■ Exercise requirements
Can you find the lines of the listing that include "blue" and copy every one?

■ Input

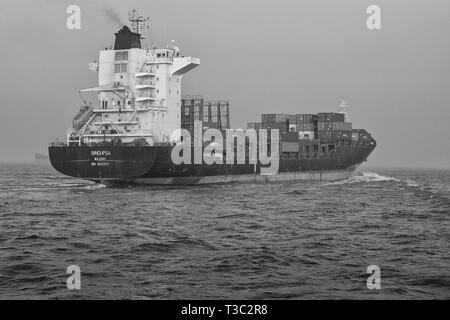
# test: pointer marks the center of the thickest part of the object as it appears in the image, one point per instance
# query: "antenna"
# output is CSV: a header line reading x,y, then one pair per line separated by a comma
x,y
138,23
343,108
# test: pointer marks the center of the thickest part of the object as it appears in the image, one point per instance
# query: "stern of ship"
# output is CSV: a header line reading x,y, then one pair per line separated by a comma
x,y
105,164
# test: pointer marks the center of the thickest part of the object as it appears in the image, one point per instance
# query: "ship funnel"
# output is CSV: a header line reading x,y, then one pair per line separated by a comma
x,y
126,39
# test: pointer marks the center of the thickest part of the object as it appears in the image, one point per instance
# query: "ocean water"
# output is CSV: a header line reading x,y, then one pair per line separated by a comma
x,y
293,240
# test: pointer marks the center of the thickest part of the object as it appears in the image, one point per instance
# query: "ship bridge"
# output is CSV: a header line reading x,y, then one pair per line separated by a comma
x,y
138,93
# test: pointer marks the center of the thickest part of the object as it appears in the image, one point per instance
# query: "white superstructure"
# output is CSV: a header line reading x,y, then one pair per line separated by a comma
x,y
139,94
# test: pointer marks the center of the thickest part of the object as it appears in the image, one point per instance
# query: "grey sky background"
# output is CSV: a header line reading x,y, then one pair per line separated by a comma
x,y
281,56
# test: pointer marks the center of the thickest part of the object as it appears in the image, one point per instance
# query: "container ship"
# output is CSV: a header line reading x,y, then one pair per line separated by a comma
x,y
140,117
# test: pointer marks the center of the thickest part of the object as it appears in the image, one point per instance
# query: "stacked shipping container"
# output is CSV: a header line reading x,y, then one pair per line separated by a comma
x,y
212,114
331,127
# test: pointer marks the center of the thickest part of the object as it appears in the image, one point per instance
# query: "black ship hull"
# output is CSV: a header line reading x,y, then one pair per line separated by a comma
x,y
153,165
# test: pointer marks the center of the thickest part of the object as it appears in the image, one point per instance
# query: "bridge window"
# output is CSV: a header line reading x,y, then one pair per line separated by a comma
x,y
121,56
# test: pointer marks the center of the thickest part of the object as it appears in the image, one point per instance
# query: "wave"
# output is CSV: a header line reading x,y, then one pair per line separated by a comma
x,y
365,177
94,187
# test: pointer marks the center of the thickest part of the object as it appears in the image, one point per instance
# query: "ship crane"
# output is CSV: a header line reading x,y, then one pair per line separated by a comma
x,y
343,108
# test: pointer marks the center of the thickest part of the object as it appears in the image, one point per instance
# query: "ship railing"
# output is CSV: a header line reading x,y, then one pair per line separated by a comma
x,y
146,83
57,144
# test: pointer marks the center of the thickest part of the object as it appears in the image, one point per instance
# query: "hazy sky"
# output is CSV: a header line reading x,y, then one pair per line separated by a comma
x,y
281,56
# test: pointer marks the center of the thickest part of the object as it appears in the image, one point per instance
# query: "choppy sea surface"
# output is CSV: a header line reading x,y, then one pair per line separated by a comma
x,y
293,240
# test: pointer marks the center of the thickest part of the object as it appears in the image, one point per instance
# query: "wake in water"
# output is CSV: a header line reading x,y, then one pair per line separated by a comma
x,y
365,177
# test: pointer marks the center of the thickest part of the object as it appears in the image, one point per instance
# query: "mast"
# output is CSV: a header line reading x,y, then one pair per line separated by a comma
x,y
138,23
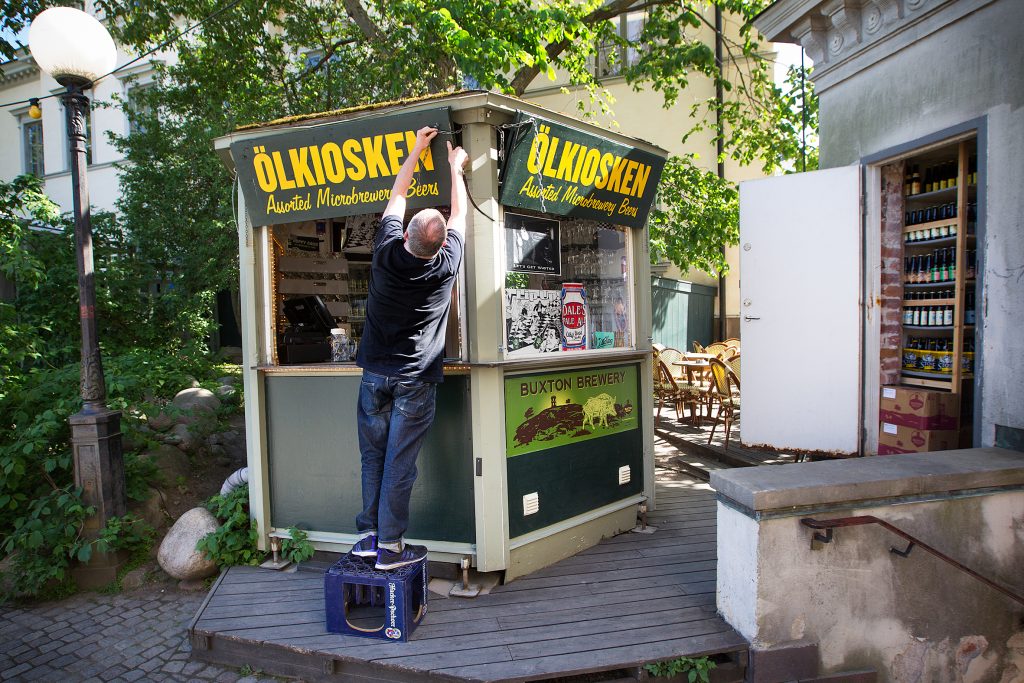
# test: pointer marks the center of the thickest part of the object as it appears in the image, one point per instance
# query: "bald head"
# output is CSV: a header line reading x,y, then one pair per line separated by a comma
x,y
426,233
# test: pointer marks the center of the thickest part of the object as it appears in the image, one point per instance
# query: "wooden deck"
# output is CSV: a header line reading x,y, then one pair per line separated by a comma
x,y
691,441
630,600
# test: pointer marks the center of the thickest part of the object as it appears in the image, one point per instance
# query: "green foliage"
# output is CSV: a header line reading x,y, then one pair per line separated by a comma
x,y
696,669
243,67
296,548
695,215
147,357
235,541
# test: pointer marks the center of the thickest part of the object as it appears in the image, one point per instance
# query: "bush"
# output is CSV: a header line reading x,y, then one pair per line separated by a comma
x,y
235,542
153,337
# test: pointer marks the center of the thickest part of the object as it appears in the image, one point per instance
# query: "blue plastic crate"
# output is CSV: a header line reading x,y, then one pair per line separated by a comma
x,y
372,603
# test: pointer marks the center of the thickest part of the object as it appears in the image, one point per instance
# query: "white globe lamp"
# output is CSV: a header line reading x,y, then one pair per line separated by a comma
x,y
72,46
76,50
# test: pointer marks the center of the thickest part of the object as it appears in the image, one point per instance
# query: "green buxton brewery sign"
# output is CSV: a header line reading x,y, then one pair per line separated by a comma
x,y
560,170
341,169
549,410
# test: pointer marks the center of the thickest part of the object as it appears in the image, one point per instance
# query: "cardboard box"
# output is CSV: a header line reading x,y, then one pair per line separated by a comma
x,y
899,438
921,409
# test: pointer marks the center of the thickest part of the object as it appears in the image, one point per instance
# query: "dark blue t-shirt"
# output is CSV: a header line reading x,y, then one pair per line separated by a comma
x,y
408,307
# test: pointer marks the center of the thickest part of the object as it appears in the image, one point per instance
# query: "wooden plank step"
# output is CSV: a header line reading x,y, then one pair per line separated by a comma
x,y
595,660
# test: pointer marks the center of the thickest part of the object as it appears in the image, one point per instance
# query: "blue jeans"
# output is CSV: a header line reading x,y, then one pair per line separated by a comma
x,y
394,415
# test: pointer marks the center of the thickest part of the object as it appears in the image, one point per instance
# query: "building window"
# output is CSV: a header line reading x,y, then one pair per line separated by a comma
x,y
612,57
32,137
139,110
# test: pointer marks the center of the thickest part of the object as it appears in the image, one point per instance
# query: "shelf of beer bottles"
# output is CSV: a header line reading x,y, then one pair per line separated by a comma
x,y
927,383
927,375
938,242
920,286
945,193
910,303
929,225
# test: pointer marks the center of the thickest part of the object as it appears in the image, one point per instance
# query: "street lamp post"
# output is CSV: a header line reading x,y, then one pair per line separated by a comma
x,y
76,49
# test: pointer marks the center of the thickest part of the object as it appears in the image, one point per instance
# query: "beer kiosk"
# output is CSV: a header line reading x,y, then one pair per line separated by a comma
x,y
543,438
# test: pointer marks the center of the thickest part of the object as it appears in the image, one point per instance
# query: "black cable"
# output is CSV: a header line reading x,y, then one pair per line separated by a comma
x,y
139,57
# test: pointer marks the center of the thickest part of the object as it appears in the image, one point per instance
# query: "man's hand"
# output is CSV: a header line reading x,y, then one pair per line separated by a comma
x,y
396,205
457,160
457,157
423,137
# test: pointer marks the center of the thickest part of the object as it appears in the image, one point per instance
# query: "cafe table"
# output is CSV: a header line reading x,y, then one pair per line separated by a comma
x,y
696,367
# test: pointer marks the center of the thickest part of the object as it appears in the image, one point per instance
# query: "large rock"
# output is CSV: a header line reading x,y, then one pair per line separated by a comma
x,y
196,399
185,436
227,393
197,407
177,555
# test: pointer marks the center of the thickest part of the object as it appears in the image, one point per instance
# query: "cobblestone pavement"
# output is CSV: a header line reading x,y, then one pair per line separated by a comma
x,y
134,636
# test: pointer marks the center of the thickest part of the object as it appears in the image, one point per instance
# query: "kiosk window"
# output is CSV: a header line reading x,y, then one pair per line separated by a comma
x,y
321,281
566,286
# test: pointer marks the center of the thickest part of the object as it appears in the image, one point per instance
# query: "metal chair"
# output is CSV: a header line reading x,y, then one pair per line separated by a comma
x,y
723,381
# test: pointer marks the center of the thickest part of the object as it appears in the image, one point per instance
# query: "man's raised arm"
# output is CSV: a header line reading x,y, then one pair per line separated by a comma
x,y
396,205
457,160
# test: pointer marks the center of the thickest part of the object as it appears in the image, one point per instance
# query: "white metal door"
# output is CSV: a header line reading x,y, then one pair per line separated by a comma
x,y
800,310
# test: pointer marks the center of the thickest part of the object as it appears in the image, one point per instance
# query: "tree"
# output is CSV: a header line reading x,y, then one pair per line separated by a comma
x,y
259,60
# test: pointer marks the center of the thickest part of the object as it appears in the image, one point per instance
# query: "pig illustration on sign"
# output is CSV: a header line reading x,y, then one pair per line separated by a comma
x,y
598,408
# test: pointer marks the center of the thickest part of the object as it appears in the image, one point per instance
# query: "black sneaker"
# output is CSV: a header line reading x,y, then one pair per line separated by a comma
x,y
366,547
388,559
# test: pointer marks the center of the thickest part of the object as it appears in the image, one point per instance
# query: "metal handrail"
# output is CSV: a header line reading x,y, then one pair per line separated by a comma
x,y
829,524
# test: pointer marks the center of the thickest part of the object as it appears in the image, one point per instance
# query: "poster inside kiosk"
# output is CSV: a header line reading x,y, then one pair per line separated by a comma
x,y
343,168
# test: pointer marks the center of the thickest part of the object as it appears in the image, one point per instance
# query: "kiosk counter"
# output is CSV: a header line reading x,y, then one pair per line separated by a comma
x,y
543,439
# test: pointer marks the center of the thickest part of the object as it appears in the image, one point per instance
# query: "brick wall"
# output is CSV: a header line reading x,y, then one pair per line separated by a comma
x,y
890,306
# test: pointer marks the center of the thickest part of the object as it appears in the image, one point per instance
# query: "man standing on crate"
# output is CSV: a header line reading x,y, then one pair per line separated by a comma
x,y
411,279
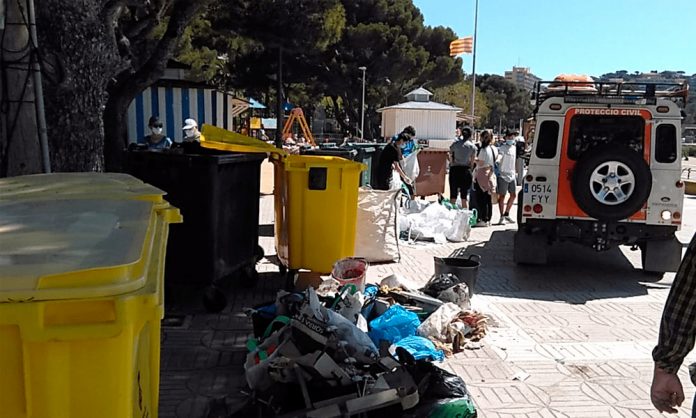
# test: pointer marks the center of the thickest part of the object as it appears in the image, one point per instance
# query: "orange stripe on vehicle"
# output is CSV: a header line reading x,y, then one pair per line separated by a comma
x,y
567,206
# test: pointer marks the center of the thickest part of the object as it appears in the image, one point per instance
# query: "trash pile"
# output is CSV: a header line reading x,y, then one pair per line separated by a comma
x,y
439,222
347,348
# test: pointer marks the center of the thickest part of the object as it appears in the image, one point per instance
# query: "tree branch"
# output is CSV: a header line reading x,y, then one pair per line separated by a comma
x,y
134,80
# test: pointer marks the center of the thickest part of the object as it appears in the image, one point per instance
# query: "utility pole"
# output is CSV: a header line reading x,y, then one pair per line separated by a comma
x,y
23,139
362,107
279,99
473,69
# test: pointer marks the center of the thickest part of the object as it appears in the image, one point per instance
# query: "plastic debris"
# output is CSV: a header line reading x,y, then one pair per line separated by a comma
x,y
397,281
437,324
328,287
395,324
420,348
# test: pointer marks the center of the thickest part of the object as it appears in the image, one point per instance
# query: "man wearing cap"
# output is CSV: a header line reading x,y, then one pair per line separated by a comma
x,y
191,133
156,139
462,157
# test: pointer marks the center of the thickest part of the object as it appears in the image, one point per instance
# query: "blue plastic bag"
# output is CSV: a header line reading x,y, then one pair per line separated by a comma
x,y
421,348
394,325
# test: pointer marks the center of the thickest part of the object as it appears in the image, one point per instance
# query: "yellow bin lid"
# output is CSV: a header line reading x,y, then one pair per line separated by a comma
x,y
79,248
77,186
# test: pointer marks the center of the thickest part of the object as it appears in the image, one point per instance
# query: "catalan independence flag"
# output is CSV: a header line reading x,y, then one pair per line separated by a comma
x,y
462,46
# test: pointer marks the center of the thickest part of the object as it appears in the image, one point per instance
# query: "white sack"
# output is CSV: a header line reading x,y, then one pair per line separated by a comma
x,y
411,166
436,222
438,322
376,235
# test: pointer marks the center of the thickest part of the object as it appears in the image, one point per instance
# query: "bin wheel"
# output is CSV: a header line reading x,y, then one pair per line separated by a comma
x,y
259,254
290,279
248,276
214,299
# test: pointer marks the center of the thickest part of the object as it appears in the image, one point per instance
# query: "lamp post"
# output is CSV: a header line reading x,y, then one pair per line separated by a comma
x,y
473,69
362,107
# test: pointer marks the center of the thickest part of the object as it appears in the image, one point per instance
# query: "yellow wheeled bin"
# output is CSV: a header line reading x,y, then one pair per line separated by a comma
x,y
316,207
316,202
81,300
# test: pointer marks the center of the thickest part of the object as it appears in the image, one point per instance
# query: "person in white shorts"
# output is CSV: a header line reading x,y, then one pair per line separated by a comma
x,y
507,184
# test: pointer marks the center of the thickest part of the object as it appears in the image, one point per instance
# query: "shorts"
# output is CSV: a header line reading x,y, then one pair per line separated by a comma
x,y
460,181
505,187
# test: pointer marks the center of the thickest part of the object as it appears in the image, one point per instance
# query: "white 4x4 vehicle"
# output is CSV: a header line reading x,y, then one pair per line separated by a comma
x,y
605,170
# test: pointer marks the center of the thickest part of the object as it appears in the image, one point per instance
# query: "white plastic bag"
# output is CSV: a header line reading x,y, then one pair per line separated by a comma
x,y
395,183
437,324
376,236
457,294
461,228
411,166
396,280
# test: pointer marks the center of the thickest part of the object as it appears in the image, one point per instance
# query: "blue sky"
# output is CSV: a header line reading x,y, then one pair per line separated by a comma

■ Output for this task
# query: "blue plastic crate"
# query: "dark blue t-shirt"
# query: "blue jeans"
# query: "blue plastic bag"
# query: "blue sky"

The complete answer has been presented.